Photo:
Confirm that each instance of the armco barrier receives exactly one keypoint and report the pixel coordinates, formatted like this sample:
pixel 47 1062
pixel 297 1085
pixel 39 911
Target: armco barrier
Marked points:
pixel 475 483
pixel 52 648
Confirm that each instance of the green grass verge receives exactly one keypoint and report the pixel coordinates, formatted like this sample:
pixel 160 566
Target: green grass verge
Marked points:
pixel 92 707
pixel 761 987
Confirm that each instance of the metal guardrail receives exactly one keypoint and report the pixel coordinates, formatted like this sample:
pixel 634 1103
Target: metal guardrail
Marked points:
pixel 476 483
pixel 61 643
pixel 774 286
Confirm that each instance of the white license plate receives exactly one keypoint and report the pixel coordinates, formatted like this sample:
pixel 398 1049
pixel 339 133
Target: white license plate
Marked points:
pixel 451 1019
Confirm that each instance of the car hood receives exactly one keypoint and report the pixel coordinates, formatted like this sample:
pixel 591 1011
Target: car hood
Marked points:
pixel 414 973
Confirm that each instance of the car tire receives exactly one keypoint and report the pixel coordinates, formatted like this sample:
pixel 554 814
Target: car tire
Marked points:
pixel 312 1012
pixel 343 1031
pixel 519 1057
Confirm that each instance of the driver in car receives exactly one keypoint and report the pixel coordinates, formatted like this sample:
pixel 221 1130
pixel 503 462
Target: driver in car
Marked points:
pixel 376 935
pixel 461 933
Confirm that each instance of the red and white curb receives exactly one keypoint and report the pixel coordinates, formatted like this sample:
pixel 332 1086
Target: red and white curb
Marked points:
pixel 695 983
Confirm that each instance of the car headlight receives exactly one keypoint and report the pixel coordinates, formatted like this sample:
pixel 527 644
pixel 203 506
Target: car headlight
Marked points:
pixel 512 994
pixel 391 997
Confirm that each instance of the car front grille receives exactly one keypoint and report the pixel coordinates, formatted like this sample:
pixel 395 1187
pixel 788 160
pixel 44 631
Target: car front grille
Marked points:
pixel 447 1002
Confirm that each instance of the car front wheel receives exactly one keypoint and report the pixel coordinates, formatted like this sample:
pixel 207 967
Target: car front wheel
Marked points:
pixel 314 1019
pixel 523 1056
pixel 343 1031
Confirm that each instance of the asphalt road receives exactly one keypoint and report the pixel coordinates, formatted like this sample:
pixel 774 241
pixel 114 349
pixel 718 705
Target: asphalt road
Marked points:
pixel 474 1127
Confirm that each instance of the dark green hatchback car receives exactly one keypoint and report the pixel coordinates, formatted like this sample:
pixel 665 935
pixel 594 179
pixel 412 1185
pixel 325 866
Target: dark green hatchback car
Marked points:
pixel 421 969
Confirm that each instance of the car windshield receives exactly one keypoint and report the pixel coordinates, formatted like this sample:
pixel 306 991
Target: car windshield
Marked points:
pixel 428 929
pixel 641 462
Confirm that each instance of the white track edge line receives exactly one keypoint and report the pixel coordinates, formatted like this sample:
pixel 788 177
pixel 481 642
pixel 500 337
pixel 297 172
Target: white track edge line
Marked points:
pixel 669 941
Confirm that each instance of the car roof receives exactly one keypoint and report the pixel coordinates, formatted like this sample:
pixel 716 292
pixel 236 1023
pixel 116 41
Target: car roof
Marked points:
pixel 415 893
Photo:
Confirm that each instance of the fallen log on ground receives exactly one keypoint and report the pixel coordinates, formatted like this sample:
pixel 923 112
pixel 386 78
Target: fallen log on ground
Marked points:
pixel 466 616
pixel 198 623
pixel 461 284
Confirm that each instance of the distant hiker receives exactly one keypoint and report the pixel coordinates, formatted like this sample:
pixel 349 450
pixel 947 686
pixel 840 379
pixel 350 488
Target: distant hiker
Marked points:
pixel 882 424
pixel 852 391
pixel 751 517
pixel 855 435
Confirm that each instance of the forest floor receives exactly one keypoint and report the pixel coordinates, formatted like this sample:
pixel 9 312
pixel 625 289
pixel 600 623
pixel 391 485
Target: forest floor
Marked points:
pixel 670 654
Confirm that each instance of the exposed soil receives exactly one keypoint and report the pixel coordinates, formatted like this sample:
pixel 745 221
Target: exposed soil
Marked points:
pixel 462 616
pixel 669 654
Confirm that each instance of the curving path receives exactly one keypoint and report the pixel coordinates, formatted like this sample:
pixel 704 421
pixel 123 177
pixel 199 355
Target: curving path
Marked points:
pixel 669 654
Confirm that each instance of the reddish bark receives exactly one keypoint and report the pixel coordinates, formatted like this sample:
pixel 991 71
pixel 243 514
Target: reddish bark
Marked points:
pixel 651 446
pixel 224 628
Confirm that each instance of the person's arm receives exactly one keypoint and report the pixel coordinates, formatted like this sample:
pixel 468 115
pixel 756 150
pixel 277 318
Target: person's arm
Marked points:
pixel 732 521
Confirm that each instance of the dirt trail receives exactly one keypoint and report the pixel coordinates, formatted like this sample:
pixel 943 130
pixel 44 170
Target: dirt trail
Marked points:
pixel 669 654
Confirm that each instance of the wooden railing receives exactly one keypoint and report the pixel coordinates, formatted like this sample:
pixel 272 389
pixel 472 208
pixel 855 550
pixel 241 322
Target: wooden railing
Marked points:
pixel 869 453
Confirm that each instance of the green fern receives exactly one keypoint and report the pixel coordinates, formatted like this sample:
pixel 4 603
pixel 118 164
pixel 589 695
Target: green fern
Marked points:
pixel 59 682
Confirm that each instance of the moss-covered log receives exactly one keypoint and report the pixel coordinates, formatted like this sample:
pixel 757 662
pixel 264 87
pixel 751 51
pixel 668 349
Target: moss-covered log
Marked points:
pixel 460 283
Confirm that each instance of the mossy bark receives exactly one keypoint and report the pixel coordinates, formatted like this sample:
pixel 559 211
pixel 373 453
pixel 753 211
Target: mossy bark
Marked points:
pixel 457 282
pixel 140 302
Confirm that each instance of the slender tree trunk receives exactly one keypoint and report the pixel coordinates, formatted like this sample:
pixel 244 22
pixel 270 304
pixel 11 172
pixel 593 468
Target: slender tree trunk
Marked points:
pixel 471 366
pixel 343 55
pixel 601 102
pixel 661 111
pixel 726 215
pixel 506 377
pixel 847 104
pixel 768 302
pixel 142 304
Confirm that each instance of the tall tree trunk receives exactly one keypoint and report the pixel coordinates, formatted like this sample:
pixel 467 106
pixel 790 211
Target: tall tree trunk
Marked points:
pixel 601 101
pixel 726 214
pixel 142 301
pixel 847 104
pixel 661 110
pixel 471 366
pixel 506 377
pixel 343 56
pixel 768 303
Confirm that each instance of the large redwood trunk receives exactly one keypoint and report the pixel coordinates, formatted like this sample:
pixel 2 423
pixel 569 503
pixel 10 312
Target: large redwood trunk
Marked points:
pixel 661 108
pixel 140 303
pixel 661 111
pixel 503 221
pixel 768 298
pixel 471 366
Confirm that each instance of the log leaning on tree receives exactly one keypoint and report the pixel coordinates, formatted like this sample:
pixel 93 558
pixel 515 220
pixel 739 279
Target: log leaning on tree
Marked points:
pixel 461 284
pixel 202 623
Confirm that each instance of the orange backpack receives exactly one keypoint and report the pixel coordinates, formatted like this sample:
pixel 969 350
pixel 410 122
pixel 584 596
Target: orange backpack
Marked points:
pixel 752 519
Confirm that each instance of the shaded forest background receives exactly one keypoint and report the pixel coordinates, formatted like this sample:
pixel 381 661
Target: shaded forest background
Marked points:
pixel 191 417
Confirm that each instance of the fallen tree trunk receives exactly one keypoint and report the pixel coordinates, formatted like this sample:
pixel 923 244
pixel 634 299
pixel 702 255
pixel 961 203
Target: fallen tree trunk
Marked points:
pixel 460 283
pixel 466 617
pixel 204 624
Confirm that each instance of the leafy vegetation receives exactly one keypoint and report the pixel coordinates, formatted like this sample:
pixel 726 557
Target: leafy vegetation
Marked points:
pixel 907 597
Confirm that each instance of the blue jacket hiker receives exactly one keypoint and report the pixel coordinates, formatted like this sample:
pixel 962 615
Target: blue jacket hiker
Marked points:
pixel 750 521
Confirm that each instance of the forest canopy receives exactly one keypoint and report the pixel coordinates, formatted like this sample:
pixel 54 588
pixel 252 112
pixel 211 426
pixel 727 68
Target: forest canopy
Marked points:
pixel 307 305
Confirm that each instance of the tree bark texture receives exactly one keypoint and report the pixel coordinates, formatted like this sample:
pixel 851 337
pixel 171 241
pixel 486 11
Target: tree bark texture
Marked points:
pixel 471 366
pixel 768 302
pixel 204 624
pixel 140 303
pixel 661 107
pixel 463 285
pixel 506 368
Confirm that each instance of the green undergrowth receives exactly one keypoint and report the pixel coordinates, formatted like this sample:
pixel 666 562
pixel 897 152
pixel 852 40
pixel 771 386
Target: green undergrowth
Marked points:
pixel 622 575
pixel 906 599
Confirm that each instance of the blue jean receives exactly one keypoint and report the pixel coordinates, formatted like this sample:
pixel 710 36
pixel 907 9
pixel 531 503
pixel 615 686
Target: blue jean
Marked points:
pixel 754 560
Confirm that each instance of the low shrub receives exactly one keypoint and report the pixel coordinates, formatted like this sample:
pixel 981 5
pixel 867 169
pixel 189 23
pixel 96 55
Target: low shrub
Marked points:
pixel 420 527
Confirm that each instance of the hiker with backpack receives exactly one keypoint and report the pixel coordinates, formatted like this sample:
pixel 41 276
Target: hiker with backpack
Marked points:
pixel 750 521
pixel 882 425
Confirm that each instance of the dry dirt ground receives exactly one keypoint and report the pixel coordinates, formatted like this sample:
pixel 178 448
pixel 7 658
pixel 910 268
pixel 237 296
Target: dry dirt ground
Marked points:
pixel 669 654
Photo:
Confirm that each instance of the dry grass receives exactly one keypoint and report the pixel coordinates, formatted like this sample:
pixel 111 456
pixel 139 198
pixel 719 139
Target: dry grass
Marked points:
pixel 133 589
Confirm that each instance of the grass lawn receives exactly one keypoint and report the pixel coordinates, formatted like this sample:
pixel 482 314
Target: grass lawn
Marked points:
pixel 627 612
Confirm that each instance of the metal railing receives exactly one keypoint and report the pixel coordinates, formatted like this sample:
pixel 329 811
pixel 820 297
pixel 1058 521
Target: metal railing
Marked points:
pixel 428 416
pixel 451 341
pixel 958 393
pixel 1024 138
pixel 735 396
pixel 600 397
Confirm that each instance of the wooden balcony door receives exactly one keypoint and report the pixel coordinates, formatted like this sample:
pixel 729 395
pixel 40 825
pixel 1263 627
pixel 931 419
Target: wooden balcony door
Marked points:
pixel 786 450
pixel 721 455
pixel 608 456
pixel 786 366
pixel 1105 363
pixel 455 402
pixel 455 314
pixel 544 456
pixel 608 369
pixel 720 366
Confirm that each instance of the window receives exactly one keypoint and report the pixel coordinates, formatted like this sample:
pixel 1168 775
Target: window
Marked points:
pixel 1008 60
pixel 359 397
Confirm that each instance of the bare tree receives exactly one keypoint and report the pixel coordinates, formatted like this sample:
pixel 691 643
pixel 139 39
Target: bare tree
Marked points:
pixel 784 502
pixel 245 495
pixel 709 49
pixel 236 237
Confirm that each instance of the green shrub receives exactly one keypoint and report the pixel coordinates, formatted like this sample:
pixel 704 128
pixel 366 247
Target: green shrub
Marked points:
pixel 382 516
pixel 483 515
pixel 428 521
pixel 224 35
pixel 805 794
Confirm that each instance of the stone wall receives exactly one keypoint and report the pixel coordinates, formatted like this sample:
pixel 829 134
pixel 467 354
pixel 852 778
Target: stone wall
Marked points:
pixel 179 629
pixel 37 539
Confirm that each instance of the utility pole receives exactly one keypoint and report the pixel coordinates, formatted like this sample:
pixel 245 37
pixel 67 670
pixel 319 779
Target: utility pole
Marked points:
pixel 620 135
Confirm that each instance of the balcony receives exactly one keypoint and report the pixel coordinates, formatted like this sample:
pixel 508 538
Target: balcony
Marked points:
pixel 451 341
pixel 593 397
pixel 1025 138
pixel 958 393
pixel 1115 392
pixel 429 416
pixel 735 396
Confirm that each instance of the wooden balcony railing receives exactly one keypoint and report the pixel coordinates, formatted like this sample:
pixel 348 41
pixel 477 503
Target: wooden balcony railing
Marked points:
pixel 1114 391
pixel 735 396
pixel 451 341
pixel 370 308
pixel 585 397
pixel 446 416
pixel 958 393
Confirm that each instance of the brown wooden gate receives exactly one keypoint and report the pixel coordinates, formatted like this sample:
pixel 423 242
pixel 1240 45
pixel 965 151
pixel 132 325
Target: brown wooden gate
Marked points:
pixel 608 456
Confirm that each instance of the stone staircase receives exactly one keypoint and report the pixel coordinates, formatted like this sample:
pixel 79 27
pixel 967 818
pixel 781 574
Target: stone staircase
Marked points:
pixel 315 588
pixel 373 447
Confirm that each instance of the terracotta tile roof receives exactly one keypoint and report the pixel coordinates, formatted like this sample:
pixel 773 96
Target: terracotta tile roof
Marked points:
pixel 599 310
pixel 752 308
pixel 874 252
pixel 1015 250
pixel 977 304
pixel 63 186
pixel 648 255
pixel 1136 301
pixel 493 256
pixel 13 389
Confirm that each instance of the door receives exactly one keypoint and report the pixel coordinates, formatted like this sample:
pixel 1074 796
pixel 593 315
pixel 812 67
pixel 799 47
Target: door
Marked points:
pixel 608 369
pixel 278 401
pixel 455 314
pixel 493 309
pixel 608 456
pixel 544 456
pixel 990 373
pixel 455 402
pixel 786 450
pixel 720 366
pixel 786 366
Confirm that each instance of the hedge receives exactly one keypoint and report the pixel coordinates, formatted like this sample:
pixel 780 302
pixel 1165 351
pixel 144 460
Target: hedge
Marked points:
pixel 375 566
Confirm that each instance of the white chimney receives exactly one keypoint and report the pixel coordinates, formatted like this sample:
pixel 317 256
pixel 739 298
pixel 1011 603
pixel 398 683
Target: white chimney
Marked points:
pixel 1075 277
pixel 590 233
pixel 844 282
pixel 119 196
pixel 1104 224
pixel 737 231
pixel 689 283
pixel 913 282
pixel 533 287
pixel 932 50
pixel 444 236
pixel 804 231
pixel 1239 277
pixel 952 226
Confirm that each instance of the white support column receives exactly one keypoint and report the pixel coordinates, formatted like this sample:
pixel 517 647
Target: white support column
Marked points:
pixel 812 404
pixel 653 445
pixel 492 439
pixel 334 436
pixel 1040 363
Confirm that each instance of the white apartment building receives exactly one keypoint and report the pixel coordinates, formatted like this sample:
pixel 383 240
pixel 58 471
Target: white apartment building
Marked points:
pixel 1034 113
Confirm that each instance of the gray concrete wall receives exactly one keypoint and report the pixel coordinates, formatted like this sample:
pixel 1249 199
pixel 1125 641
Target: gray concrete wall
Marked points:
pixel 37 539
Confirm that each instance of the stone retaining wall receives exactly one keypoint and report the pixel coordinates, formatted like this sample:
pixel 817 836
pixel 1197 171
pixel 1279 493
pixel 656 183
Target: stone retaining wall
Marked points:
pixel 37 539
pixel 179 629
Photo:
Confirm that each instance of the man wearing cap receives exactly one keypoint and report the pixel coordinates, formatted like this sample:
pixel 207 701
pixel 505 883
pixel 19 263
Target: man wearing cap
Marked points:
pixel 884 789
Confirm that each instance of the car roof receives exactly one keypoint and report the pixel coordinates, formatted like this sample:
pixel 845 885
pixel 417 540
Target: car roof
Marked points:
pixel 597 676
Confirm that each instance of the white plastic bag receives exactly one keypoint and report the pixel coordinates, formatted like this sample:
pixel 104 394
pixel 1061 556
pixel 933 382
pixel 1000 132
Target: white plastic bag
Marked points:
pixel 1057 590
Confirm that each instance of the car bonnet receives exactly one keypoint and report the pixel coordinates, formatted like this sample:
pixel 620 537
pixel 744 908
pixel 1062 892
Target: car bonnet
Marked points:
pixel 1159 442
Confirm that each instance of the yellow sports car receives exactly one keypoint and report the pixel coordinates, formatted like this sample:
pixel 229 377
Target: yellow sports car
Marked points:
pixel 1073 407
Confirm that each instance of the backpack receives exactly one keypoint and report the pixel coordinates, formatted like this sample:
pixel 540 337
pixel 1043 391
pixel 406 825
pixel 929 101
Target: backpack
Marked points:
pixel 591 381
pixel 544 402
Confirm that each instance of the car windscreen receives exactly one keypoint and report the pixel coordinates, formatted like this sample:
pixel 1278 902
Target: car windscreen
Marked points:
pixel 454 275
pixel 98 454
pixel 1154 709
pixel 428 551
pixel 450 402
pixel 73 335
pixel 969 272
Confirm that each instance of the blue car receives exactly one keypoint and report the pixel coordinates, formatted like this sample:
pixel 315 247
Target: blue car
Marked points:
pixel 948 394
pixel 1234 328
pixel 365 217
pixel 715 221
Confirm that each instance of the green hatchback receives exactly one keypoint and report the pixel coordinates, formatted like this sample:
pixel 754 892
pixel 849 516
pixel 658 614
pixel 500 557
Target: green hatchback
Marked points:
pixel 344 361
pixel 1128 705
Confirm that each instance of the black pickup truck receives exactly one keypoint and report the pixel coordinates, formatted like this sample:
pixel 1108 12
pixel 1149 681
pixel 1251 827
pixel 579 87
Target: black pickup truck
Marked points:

┄┄┄┄┄┄

Can you give back only the lines of data starting at the line that contains "Confirm that each instance of the metal guardrail" and stopping after the line that contains "pixel 519 1057", changing "car tire" to "car wheel" and leaving everything else as it is?

Confirm that each instance of the metal guardrail receives exactly one keypoint and report the pixel coordinates, formatted like this sample:
pixel 634 1103
Target: metal guardrail
Marked points:
pixel 476 483
pixel 61 643
pixel 774 286
Confirm that each instance of the white license plate receives exactly one keypoint and report the pixel coordinates, formatted like this sample:
pixel 398 1049
pixel 339 133
Target: white license plate
Marked points:
pixel 451 1019
Confirm that each instance of the car hood receives exactly one keypoint and report the pixel coordinates, formatted like this sample:
pixel 591 1011
Target: car hood
Marked points:
pixel 414 973
Confirm that each instance of the car wheel receives exactly one keypoint and report the pixel coordinates, formatted like this sample:
pixel 554 814
Target: car wheel
Marked points:
pixel 312 1012
pixel 343 1031
pixel 519 1057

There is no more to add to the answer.